Rows of box annotation data:
* * *

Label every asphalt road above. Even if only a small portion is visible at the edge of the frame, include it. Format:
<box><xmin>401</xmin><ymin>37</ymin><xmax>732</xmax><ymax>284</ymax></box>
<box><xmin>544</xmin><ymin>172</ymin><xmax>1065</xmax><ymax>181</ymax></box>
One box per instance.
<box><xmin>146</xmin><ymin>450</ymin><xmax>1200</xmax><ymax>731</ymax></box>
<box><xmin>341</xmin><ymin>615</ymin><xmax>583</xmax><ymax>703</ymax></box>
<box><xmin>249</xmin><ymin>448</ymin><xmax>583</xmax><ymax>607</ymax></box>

* * *

Reproduce the data above verbatim, line for line, with every character unchanged.

Label every asphalt road above. Even if only a small portion is visible at the edge of the frame, include it. Format:
<box><xmin>401</xmin><ymin>37</ymin><xmax>732</xmax><ymax>284</ymax></box>
<box><xmin>544</xmin><ymin>172</ymin><xmax>1065</xmax><ymax>181</ymax></box>
One box per instance.
<box><xmin>146</xmin><ymin>450</ymin><xmax>1200</xmax><ymax>731</ymax></box>
<box><xmin>341</xmin><ymin>615</ymin><xmax>583</xmax><ymax>703</ymax></box>
<box><xmin>249</xmin><ymin>448</ymin><xmax>583</xmax><ymax>607</ymax></box>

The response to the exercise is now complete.